▸ What the task asks: Your answer should be the complete set of entries, transcribed exactly.

(Stored dataset items)
╭──

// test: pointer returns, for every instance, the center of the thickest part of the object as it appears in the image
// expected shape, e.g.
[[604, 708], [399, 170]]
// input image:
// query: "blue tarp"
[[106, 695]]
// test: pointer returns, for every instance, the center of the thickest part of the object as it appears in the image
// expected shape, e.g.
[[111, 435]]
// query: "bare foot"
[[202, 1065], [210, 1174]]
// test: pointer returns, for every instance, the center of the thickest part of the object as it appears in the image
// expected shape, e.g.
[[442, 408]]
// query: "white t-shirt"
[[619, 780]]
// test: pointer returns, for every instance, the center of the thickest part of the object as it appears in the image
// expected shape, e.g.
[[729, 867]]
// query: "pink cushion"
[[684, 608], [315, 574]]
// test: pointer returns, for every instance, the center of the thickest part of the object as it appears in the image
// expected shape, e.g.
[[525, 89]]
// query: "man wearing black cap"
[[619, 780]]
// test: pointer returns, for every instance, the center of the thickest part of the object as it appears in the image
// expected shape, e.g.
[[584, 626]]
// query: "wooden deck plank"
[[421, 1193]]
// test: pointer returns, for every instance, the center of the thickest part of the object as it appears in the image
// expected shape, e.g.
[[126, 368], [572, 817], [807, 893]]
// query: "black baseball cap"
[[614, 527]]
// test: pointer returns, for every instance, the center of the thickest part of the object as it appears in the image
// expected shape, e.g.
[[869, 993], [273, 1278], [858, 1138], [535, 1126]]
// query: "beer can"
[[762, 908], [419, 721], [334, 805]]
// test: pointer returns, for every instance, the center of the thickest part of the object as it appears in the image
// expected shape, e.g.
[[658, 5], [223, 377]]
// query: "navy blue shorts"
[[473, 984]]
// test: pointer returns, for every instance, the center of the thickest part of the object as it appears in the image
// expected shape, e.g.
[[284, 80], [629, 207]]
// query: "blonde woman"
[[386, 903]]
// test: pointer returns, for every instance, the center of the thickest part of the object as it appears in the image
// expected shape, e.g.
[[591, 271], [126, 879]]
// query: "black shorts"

╰──

▸ Written solution:
// test: pointer returns, for every instance, the center of the thickest part of the object as it appears in the image
// expected shape, e.g.
[[604, 708], [399, 170]]
// input image:
// query: "blue tarp"
[[106, 695]]
// test: pointer returns, for every instance, the center of the thickest part of the object as it appears in the image
// expected shape, e.g.
[[111, 435]]
// query: "bare foot"
[[202, 1065], [210, 1174]]
// test: pointer returns, for every instance, the center of the thickest part of the object as it appears in the image
// expected shape, e.g.
[[442, 408]]
// query: "white t-shirt"
[[619, 780]]
// test: pointer returns, for every instance, the center of the thickest part of the object as it appears in the image
// expected shape, e.g.
[[729, 867]]
// query: "pink cushion"
[[684, 608], [315, 574]]
// test: pointer returns, for every instance, the center of the thickest part of the object as it appears in the image
// expected shape, e.g.
[[525, 89]]
// query: "man wearing black cap"
[[619, 780]]
// test: pointer returns, for every instance, the center of the thickest part of the object as it appears in the image
// expected shape, e.g.
[[584, 626]]
// query: "wooden deck plank"
[[421, 1193]]
// test: pointer returns, for every instance, the center of the thickest part of the object as it appears in the image
// expected shape, e.g.
[[126, 368], [572, 817], [807, 893]]
// query: "black baseball cap"
[[614, 527]]
// test: pointer returns, for every instance, the center of the thickest part of the object as it appears in the image
// expected shape, e.g.
[[869, 993], [273, 1278], [858, 1138], [535, 1126]]
// query: "beer can"
[[762, 908], [419, 721], [334, 805]]
// test: pointer returns, for every instance, the center of the thickest part of the object as it appears in the image
// expected shape, e.g.
[[658, 5], [223, 377]]
// query: "navy blue shorts"
[[473, 984]]
// test: pointer returns, for every instance, the center of the thickest part of the object as it appears in the image
// expected shape, e.g.
[[284, 80], [629, 207]]
// query: "blonde woman"
[[386, 903]]
// test: pointer returns, for every instance, the center of the thickest part of the object as it appears in the image
// expected shape, e.g.
[[591, 271], [126, 879]]
// query: "black shorts"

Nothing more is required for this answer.